Brief: Take the line that contains "photo. Category: signboard" and each line after it in the material below, and transcribe them exactly, stopping at the end.

Available data:
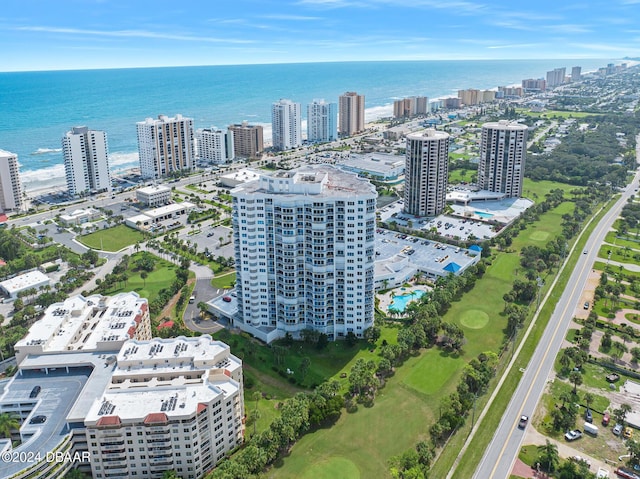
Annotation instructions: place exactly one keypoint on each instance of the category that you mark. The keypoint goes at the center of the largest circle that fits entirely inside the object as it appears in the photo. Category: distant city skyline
(73, 34)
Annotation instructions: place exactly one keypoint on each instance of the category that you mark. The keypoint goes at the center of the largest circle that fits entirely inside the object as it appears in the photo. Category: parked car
(34, 392)
(38, 419)
(573, 435)
(523, 422)
(588, 416)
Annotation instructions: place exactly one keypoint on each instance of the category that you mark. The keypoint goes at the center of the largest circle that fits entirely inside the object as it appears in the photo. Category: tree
(304, 366)
(372, 334)
(202, 306)
(548, 456)
(575, 378)
(620, 414)
(8, 423)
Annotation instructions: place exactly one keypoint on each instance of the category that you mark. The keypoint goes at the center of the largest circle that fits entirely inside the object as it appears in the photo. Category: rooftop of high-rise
(322, 180)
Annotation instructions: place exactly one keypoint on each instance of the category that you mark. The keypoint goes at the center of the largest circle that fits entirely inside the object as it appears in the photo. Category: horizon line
(314, 62)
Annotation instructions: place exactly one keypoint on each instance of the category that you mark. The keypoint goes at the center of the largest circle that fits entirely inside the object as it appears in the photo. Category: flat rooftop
(84, 323)
(55, 400)
(430, 256)
(24, 281)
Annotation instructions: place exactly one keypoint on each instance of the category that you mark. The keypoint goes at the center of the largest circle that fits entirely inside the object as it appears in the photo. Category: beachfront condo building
(171, 404)
(86, 161)
(351, 113)
(215, 145)
(322, 121)
(534, 84)
(248, 140)
(410, 107)
(556, 77)
(304, 248)
(576, 74)
(165, 146)
(92, 381)
(10, 184)
(426, 172)
(503, 150)
(286, 125)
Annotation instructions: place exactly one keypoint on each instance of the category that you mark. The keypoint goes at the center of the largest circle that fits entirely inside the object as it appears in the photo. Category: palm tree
(8, 423)
(549, 457)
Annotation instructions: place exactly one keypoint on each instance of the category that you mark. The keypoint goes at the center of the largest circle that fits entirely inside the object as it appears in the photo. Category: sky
(85, 34)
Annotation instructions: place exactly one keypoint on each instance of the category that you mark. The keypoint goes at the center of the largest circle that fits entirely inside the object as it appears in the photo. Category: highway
(501, 453)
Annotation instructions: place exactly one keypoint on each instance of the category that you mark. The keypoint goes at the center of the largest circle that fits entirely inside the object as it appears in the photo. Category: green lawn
(224, 280)
(161, 277)
(112, 239)
(365, 439)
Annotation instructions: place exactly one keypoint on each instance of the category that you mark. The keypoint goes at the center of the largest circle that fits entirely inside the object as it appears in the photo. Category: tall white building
(503, 151)
(304, 245)
(556, 77)
(286, 125)
(215, 145)
(92, 382)
(86, 161)
(171, 404)
(165, 146)
(10, 184)
(426, 172)
(322, 121)
(576, 74)
(351, 115)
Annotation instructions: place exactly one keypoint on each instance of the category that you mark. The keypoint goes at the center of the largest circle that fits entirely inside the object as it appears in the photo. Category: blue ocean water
(37, 108)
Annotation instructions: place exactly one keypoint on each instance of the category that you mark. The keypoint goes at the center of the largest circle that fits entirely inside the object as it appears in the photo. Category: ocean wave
(44, 151)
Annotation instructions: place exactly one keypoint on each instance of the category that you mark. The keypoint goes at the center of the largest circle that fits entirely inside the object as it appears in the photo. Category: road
(501, 453)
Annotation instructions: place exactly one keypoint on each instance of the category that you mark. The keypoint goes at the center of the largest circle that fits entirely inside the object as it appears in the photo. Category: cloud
(132, 34)
(295, 18)
(517, 45)
(460, 6)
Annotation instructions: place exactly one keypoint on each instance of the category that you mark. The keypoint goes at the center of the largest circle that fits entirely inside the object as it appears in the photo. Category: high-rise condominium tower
(304, 245)
(10, 184)
(576, 74)
(248, 140)
(555, 77)
(165, 146)
(426, 172)
(322, 121)
(215, 145)
(503, 150)
(286, 120)
(351, 114)
(86, 161)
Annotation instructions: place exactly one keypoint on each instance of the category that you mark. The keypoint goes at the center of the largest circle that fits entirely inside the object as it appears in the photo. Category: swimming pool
(400, 303)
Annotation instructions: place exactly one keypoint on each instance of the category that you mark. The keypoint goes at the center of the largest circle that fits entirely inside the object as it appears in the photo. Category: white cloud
(132, 34)
(295, 18)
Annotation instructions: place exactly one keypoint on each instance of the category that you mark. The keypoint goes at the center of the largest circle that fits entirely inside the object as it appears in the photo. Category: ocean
(39, 107)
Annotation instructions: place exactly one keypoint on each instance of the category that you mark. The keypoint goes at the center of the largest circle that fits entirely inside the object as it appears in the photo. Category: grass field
(495, 413)
(111, 239)
(161, 277)
(224, 280)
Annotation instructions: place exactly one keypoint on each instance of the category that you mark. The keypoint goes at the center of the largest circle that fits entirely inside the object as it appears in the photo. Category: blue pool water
(399, 303)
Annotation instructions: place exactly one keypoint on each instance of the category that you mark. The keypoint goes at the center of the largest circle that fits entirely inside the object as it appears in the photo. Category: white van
(591, 429)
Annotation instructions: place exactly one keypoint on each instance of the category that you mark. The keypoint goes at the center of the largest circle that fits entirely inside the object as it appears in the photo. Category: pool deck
(386, 299)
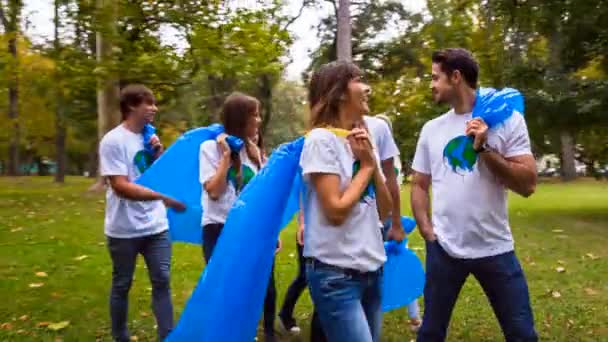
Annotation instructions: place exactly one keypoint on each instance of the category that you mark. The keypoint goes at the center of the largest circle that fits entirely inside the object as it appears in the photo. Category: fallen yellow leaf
(590, 291)
(58, 326)
(591, 256)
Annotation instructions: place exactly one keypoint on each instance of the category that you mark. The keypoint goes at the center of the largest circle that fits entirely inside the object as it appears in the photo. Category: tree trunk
(568, 167)
(344, 32)
(108, 92)
(13, 107)
(60, 129)
(265, 96)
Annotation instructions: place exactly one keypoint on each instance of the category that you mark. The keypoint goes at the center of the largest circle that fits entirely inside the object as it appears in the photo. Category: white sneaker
(293, 330)
(415, 327)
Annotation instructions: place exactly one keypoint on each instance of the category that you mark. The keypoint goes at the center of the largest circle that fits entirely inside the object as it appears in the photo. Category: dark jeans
(348, 302)
(211, 233)
(291, 297)
(502, 280)
(156, 250)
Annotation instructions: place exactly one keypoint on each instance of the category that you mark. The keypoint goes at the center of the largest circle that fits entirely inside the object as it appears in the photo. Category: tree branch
(292, 20)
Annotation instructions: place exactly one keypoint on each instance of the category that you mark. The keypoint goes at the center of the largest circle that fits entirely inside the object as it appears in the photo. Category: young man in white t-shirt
(136, 219)
(469, 230)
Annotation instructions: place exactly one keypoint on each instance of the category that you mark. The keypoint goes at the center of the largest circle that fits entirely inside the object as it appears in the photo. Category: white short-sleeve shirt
(469, 204)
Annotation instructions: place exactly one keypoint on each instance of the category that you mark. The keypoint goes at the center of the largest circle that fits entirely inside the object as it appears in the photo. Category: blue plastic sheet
(495, 107)
(403, 278)
(227, 302)
(232, 287)
(175, 174)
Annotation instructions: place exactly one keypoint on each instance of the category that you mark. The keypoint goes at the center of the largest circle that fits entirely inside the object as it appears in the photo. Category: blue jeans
(348, 302)
(156, 250)
(502, 280)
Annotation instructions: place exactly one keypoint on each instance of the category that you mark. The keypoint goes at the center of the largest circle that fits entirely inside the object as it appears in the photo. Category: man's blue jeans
(156, 250)
(501, 278)
(348, 302)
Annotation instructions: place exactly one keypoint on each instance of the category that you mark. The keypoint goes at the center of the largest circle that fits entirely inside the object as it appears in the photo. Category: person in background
(135, 217)
(225, 173)
(413, 308)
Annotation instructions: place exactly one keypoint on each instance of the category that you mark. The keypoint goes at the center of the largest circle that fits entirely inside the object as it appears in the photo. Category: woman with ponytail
(224, 173)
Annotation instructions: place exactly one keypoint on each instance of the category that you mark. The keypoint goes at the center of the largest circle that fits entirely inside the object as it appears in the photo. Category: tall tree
(344, 35)
(10, 14)
(60, 124)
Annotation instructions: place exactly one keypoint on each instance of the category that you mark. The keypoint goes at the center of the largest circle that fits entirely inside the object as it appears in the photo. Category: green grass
(46, 227)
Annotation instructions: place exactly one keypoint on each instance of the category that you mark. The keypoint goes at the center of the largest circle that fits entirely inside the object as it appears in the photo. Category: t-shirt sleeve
(422, 159)
(387, 148)
(208, 160)
(518, 139)
(112, 160)
(319, 154)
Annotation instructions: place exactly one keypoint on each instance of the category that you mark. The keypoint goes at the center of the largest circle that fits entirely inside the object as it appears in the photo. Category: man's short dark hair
(458, 59)
(132, 96)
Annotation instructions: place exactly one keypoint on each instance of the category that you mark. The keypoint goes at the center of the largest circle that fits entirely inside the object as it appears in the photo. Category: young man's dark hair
(132, 96)
(458, 59)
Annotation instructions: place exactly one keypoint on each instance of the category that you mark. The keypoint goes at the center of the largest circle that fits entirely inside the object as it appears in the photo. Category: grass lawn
(58, 230)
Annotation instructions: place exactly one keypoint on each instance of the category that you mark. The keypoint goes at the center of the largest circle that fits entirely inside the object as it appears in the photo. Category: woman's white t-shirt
(216, 211)
(357, 243)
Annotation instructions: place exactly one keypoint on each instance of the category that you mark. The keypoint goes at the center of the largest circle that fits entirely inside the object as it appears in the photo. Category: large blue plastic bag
(227, 302)
(403, 277)
(176, 174)
(495, 107)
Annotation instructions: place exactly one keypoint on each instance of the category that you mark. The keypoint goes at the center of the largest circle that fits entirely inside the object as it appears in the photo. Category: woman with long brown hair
(344, 200)
(225, 173)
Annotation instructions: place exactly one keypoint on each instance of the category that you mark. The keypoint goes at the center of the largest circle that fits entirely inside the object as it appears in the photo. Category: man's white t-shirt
(469, 204)
(216, 211)
(356, 243)
(121, 153)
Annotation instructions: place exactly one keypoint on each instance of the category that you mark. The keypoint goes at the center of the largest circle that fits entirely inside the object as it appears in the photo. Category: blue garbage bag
(403, 277)
(227, 302)
(176, 174)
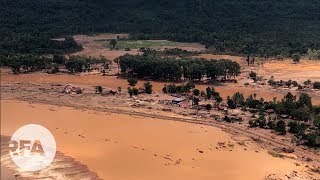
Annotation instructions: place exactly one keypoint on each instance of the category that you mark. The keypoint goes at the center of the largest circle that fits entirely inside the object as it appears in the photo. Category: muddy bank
(119, 146)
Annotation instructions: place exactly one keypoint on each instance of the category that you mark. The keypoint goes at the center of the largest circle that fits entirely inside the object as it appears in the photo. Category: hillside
(264, 27)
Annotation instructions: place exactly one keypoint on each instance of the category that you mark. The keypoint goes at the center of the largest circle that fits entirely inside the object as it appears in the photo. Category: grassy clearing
(152, 44)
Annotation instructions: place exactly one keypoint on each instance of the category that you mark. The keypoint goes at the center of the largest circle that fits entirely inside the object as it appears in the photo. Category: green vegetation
(265, 28)
(146, 44)
(313, 54)
(164, 68)
(296, 57)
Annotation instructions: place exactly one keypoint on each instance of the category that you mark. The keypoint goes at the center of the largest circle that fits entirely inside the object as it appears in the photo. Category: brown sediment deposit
(119, 146)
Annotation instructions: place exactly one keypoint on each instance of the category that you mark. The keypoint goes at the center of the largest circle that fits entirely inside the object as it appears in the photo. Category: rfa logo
(32, 147)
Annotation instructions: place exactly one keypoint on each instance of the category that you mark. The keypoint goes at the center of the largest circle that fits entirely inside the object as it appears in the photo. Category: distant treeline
(166, 68)
(265, 28)
(25, 63)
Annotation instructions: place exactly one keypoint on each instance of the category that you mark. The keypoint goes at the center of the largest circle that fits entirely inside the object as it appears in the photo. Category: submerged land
(116, 136)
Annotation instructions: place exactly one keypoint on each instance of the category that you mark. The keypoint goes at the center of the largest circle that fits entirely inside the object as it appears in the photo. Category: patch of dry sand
(118, 146)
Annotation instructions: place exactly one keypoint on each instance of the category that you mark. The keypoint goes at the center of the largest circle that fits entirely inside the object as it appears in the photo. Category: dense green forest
(167, 68)
(263, 27)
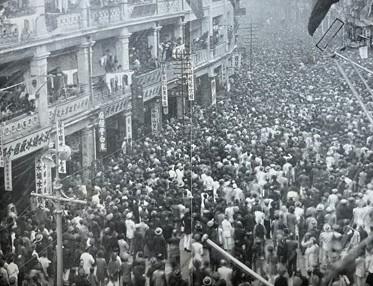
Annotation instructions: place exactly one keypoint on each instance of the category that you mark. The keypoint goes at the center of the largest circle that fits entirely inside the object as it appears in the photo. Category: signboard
(102, 132)
(164, 89)
(129, 127)
(40, 179)
(363, 51)
(155, 118)
(60, 133)
(190, 79)
(8, 183)
(27, 145)
(213, 91)
(1, 147)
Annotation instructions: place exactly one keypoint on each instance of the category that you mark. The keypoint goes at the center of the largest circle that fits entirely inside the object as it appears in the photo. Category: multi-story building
(92, 61)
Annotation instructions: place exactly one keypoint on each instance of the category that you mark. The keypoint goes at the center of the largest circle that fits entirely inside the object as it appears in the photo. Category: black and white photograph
(186, 142)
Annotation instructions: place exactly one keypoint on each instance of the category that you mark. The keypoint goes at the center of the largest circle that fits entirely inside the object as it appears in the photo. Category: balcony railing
(149, 78)
(200, 57)
(68, 108)
(21, 124)
(169, 6)
(110, 86)
(57, 22)
(142, 10)
(220, 50)
(102, 16)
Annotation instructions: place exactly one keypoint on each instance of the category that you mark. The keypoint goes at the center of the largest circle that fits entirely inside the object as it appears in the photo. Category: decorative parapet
(70, 108)
(21, 125)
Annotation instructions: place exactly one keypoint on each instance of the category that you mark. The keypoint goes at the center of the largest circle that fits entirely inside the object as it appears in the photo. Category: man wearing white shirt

Your response:
Annotation instructions: place exactly one keypoint on each instance of the category that you mark. The keypoint goes at the center of the largest circle that fits entirely inside the object as it appears in the photo. Category: signboard
(102, 132)
(164, 89)
(129, 127)
(40, 179)
(363, 51)
(155, 118)
(60, 133)
(190, 79)
(8, 183)
(27, 145)
(213, 91)
(1, 147)
Annotation instructions: place exactly one keypoint on each instance of the category that you mark. The keypoint goes at the center of the largest circle that fits entirely inside the object as it appears in the photo. Category: multi-story building
(92, 61)
Annotation instructions: place exactly one keypoint on each instance of the category that you mark. The keypoint goes at the center of the largest circle that fits entirely inside the object as it appears in the photo. Category: black and white photograph
(186, 142)
Annotation instructions: place exactly one keypoint on each instance of the category that you mark. The keypoint goes at the center of the largest circle that fits entirely inside the object as it appears in the photo. Category: balcony railing
(149, 78)
(200, 57)
(68, 108)
(21, 124)
(169, 6)
(110, 86)
(57, 22)
(142, 10)
(220, 50)
(102, 16)
Annotation instructions: place exactly one keypoint on each instance of the category that you mark. The keypoint goes at the center of the largest circle that fits entirely inside the object as it appears in the photo. Category: decorative parapet
(70, 108)
(21, 125)
Annotation instructions: place exactly one keypoint on each instance of the category that you mark. The keypoint goes at the center of the largest circle that fits entirely inside the object as it appears in the photo. Category: man wearing white shirt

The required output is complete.